*Supplied data:*
>>>>>

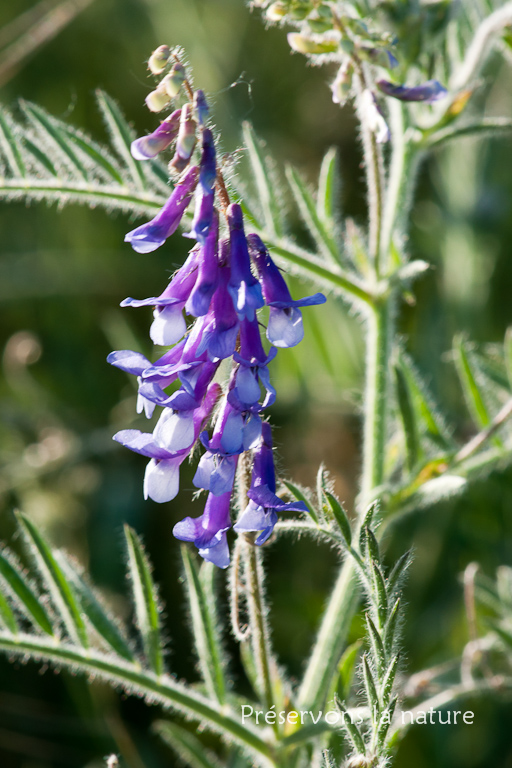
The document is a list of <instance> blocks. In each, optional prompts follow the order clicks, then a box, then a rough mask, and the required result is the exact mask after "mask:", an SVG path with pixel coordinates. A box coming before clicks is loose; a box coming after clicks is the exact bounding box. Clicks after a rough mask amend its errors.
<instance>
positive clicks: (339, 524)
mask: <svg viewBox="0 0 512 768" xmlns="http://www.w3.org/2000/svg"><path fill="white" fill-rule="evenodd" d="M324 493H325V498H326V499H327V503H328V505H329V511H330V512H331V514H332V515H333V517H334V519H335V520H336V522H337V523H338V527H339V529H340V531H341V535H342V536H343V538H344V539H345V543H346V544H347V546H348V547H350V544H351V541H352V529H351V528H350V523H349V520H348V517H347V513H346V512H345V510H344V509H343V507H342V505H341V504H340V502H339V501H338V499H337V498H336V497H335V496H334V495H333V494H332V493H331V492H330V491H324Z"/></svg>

<<<<<
>>>>>

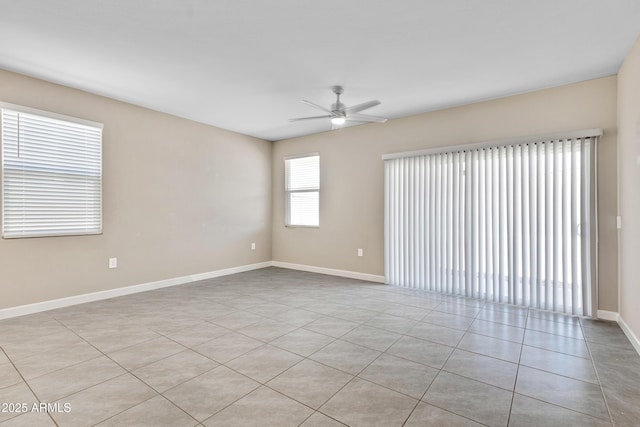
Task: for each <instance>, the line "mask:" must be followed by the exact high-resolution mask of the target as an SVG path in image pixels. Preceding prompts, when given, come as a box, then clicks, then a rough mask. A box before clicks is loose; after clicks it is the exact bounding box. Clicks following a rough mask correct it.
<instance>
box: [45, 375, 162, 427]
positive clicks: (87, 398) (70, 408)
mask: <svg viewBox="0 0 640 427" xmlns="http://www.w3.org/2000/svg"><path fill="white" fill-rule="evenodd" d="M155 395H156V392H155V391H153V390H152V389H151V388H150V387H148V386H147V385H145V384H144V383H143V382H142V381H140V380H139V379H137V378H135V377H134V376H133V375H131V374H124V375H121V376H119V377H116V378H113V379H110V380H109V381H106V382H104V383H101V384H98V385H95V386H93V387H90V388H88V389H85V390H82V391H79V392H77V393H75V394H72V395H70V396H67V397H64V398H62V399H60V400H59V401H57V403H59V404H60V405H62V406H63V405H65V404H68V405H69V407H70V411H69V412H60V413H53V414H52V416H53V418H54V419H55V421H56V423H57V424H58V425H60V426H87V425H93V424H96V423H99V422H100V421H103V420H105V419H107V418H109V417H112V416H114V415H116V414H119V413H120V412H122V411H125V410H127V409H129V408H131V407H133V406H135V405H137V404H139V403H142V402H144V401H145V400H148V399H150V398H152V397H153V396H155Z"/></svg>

<<<<<

Please rewrite the material as a numbered list with blank lines dropped, starting with the line containing "Task: for each" and going on through the line containing "positive clicks: (87, 398) (70, 408)".

*Answer for this exercise:*
1. Task: for each <instance>, the line "mask:" must be followed by the exact high-resolution mask of the target as an SVG path in image pixels. Preceding prompts, when given, come as a box, then clicks, then a rough mask. A box before clicks is loose; after clicks it is the exact bounding box. Clicks following a rough mask correct it.
2. <instance>
3. box: [45, 375, 162, 427]
4. positive clicks: (87, 398) (70, 408)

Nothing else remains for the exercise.